Saved data entries:
=== Begin Enclosure ===

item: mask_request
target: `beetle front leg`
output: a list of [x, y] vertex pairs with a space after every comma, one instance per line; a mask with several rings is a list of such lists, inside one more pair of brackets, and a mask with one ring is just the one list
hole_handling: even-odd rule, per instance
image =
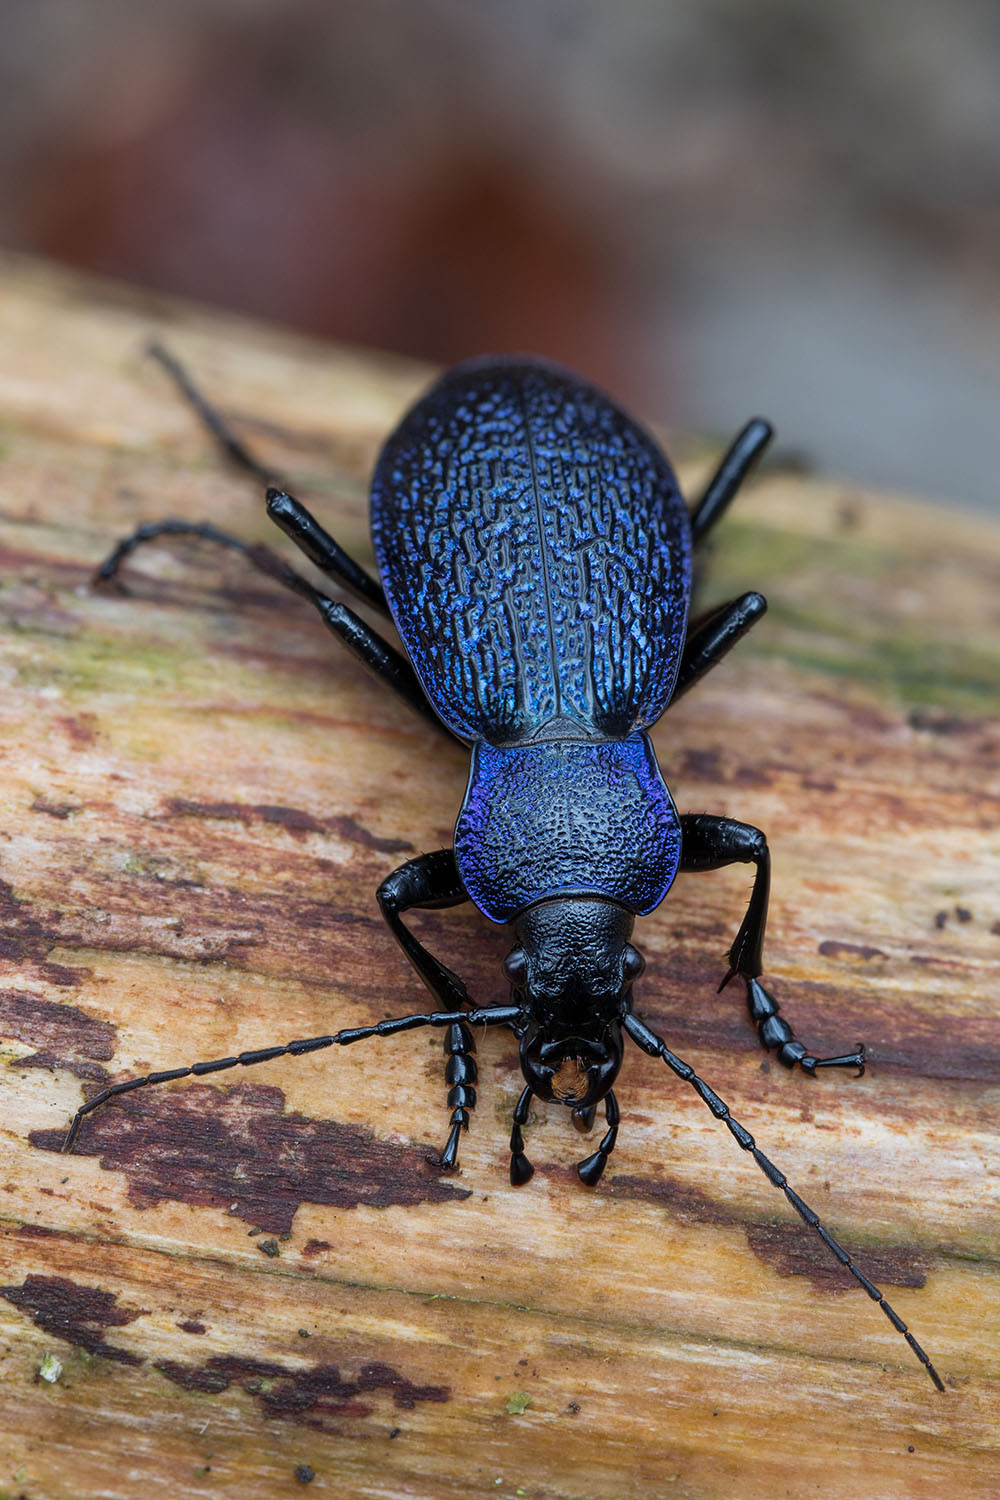
[[760, 983], [771, 887], [771, 855], [763, 833], [759, 828], [749, 823], [737, 823], [733, 818], [716, 818], [704, 813], [688, 813], [681, 818], [681, 870], [718, 870], [723, 865], [740, 862], [752, 862], [756, 873], [746, 916], [729, 950], [729, 973], [720, 984], [720, 990], [739, 975], [746, 984], [750, 1019], [757, 1027], [761, 1042], [770, 1051], [777, 1052], [778, 1061], [786, 1068], [794, 1068], [798, 1063], [806, 1073], [815, 1073], [817, 1068], [853, 1067], [860, 1075], [865, 1070], [865, 1050], [860, 1042], [856, 1051], [840, 1057], [814, 1057], [779, 1014], [777, 1000]]
[[[458, 906], [468, 899], [450, 849], [438, 849], [433, 854], [422, 854], [409, 860], [387, 876], [378, 888], [378, 904], [393, 937], [431, 994], [448, 1010], [471, 1005], [469, 992], [457, 974], [417, 941], [404, 925], [402, 913], [414, 908], [433, 910]], [[469, 1112], [476, 1104], [476, 1044], [464, 1021], [455, 1021], [448, 1027], [444, 1050], [448, 1058], [445, 1078], [449, 1085], [448, 1104], [452, 1114], [441, 1165], [446, 1171], [453, 1171], [458, 1166], [459, 1137], [463, 1130], [468, 1130]]]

=== End Enclosure ===

TASK BRIEF = Wherever a picture appears, omit it; copy the rest of the data exactly.

THE ANSWER =
item: mask_request
target: `beetle front leg`
output: a list of [x, y] vertex pairs with a space after every comma, one instance per line; a mask with several rings is a list of such lists, inside one more pair of brackets, and a mask with one ring is just the one list
hole_handling: even-odd rule, per instance
image =
[[760, 983], [771, 887], [771, 855], [763, 833], [759, 828], [749, 823], [737, 823], [733, 818], [716, 818], [704, 813], [688, 813], [681, 818], [681, 870], [718, 870], [723, 865], [740, 862], [752, 862], [756, 873], [746, 916], [729, 950], [729, 973], [720, 984], [720, 990], [739, 975], [746, 984], [750, 1019], [757, 1027], [761, 1042], [770, 1051], [777, 1052], [778, 1061], [786, 1068], [794, 1068], [798, 1063], [806, 1073], [815, 1073], [817, 1068], [853, 1067], [860, 1075], [865, 1070], [865, 1050], [860, 1042], [856, 1051], [840, 1057], [814, 1057], [779, 1014], [777, 1000]]
[[[458, 906], [468, 899], [450, 849], [438, 849], [433, 854], [422, 854], [409, 860], [387, 876], [378, 888], [378, 904], [393, 937], [431, 994], [448, 1010], [471, 1005], [469, 992], [457, 974], [417, 941], [404, 925], [402, 913], [414, 908], [433, 910]], [[469, 1112], [476, 1104], [476, 1044], [464, 1021], [455, 1021], [448, 1027], [444, 1050], [448, 1058], [445, 1078], [449, 1085], [448, 1104], [452, 1114], [441, 1165], [446, 1171], [453, 1171], [458, 1166], [459, 1137], [463, 1130], [468, 1130]]]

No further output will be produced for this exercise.